READING PASSAGE:
-- Opening Marker --

# '67 GTO engine id



## swannee (Feb 26, 2014)

Good day to all, I am working on a 1967 GTO in the shop and I think I have a transplant engine in this car. I have a couple of questions also but first things first. I have tried to search for the engine id on the powerplant in this car and can't seem to come up with exactly what I've got here. The engine code stamped on the front of the block is 070312 YD. Near as I can tell this is a 400 auto block but I see no corresponding numbers on any list for the numbers shown. This is a 4-speed car. It also has an early HEI ignition which also leads me to think this is a transplant engine. I'm not that concerned that it is not the correct motor but I'm trying to replace the exhaust manifolds as they have had studs broken off in the past. The studs used for attaching the pipes have been welded in and are now broken off again so I would like to replace the manifolds. The numbers on the manifolds are: 9777646-1LHB and 9777642-1RHA. From what I've researched these are "D" port heads used on HO and RA engines. Am I correct in assuming I can I replace these with new stock manifolds from the various vendors out there? Also I want to replace the harmonic balancer assembly which I have found. I also want to replace the crank pulley but I do not see any repro. pulleys for this engine. It is a 2 belt pulley #9786713. Does anyone know where to find a pulley? Thank you for any info.


----------



## BearGFR (Aug 25, 2008)

Web search "Pontiac engine codes" and you'll find a plethora of sites that tell you how to ID what you've got (including here).

Start with the date code first to nail down the model year, then you'll know what that YD really means. Cross-check against the block casting number. The number you listed with the YD is just the engine build sequence number. You won't find any reference to that except (sometimes) in the car's original build documents, available for a fee from PHS.

Yes, pretty much all D-port heads and manifolds are interchangeable. Depending on year, there were some heads that "left out" the end bolt holes which made them difficult to fit with headers. Pulleys, it's important to get that one right because they varied a lot - even in the same model year. My favorite source for good quality pulleys is Ram Air Restorations.

Bear


----------



## swannee (Feb 26, 2014)

Thank you for your response Bear, what I found on the rear deck under the dist. is a J166 and a set of numbers 86133 but I think there should be a 97 ahead of that number but it appears the factory machined a hole and plugged it ( oil pressure?) taking off the first 2 numbers. Is that possible? With the 9786133 number I could then find on the id list that this indeed a '67 400. I still feel this motor has been put in the car replacing the original engine somewhere along it's life. Am I right in assuming this? From what I've learned on the engine ID site the YD code is a block built for an automatic equipped car. Again I'm not too concerned about that just want to make sure I know what I have before ordering parts.

-- Closing Marker --

[Dataset entries]
-- Opening Marker --

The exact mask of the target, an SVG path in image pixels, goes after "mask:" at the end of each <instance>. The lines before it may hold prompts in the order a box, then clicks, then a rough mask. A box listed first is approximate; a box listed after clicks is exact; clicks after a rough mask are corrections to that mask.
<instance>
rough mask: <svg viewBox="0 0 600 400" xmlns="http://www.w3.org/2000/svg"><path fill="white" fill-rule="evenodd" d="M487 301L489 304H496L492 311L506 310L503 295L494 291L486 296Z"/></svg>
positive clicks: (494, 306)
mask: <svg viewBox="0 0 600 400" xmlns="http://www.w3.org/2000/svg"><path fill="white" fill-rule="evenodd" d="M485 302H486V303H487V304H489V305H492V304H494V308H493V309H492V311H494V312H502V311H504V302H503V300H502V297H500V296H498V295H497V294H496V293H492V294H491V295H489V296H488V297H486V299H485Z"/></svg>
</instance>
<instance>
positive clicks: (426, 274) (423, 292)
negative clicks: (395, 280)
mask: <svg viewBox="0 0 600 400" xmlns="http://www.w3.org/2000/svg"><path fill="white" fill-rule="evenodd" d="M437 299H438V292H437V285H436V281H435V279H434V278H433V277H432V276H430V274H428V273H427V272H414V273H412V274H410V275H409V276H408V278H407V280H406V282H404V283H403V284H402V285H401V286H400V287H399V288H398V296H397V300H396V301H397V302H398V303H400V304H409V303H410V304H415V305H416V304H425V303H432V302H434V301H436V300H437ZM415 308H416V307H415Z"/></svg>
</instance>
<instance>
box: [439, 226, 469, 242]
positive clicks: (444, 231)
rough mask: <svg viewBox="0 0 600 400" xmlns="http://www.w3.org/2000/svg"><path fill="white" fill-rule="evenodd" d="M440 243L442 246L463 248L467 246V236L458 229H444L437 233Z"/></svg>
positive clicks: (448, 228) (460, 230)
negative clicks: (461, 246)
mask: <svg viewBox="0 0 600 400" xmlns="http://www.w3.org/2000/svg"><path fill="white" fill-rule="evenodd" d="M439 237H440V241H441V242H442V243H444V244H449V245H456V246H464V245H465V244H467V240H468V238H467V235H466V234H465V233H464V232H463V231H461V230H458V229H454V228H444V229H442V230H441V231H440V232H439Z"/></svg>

-- Closing Marker --

ACTIONS TO TAKE:
1. Reproduce a passage of the GTO engine thread word for word, beginning at the words "## BearGFR (Aug" and stopping after "Ram Air Restorations.".
2. How many lines of the rows contain the string "positive"? Reply with the number alone.

ACTIVITY ANSWERS:
1.
## BearGFR (Aug 25, 2008)

Web search "Pontiac engine codes" and you'll find a plethora of sites that tell you how to ID what you've got (including here).

Start with the date code first to nail down the model year, then you'll know what that YD really means. Cross-check against the block casting number. The number you listed with the YD is just the engine build sequence number. You won't find any reference to that except (sometimes) in the car's original build documents, available for a fee from PHS.

Yes, pretty much all D-port heads and manifolds are interchangeable. Depending on year, there were some heads that "left out" the end bolt holes which made them difficult to fit with headers. Pulleys, it's important to get that one right because they varied a lot - even in the same model year. My favorite source for good quality pulleys is Ram Air Restorations.

2. 4